> _REQUIREMENT 1_
Answer these questions from the excerpt on robotic dressing.
(a) Which two apparel datasets does it name?
(b) What clothing article did the approach in [51] dress?
(c) Which references does it cite for examples with code available to users?
> _REQUIREMENT 2_
Retype the part of the excerpt on robotic dressing between "Table 2 Pros" and "develop new code.", inclusive.
DOCUMENT SEGMENT Start Marker
Table 2 Pros and cons of SL, LfD, and RL
Table 3 Challenges and opportunity/Weaknesses

On the other hand, it should be noted that research and development in this field is following a positive trend with many examples of concrete experimentation with code availability for users, which can be found [30, 44, 56]. This is very useful for the reader if they want to replicate and develop new code.

Dataset

A crucial aspect in dressing a person using a robot or more technically speaking, using machine learning techniques, is the acquisition of the dataset of clothes and this situation brings to a limitation of the dataset itself. In the state of the art, we can find several apparel datasets such as the DeepFashion dataset or Fashion-MNIST dataset; the issue is that those datasets are very small compared to other existing datasets not concerning fashion, such as the MNIST dataset. Furthermore, in [51], the authors discussed that their approach (dressing a sleeveless t-shirt) should be extended to other clothing articles such as pants, jackets and so on, for each type of clothing article. The same arguments were discussed in [28] where the authors explained that in their future work, they would design a system that can be easily scaled to work with more types of garments with few modifications to expand their dataset. The main problem of having a small dataset is that this brings to a wrong classification of clothes when a new item is used in the experimental phase because the robot is not able to recognize it.
DOCUMENT SEGMENT End Marker
DATASET EXCERPTS Start Marker
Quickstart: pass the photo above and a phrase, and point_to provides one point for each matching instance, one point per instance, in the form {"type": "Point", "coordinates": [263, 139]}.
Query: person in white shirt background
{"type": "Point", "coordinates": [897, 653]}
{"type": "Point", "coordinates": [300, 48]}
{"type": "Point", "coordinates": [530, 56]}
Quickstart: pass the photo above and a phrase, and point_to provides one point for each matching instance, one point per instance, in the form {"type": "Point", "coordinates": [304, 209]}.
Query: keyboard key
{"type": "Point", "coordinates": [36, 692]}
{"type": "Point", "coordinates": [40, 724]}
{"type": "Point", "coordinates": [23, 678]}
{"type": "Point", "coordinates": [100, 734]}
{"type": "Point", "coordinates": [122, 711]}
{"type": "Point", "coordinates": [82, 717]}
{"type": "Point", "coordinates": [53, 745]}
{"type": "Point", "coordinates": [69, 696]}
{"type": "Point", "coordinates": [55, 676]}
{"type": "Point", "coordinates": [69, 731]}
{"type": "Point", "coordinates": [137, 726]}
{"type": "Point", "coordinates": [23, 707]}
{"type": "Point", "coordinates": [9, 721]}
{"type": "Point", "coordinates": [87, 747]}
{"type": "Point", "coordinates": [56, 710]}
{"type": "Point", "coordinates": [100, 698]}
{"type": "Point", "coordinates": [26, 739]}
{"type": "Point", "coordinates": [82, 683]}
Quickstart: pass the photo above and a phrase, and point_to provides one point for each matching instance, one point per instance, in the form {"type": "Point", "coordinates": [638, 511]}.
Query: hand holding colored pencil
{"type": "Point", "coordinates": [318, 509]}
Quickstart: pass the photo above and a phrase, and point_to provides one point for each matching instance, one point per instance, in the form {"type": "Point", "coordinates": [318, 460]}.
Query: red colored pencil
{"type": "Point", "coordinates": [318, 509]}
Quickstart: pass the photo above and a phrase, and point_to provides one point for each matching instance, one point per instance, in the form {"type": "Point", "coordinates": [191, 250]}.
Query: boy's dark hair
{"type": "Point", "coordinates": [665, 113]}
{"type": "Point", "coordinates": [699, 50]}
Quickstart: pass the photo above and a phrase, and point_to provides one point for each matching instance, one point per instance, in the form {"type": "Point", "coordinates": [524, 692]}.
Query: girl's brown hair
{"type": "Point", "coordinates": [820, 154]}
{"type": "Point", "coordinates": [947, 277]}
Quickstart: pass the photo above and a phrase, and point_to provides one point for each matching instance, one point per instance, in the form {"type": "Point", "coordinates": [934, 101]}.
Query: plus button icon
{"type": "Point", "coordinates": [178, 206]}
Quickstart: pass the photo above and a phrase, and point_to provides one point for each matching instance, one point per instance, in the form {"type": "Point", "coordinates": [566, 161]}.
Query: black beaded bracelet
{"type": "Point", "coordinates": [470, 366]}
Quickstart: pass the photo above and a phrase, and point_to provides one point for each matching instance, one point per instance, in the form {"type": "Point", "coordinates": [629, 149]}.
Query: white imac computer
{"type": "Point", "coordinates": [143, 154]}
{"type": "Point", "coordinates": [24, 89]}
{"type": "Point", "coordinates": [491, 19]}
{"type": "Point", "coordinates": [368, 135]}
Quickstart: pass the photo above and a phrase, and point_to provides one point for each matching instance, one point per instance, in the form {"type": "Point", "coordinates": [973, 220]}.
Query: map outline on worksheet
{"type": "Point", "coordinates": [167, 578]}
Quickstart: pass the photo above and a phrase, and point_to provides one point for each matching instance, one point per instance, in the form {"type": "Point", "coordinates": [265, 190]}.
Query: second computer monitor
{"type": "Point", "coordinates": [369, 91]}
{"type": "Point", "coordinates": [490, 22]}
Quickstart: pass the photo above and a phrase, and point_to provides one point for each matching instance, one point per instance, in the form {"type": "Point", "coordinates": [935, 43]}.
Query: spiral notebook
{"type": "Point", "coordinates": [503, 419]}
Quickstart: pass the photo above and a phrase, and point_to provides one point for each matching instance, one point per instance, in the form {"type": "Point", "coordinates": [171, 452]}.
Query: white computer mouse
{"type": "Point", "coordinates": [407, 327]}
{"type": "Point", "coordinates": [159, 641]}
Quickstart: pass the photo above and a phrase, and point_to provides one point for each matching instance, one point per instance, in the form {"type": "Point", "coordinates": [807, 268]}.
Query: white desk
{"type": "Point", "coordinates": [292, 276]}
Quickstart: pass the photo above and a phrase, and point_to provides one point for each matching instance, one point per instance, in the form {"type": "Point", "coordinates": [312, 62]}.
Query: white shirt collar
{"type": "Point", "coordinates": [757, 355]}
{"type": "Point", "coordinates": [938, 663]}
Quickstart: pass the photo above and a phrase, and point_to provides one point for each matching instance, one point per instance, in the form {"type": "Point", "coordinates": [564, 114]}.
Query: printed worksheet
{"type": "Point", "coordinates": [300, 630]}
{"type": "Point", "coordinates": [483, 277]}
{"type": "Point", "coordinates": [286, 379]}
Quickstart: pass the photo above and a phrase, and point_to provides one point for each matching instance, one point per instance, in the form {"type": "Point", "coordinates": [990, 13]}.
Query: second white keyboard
DATASET EXCERPTS End Marker
> _ANSWER 1_
(a) The DeepFashion dataset and the Fashion-MNIST dataset.
(b) A sleeveless t-shirt.
(c) [30, 44, 56].

> _ANSWER 2_
Table 2 Pros and cons of SL, LfD, and RL
Table 3 Challenges and opportunity/Weaknesses

On the other hand, it should be noted that research and development in this field is following a positive trend with many examples of concrete experimentation with code availability for users, which can be found [30, 44, 56]. This is very useful for the reader if they want to replicate and develop new code.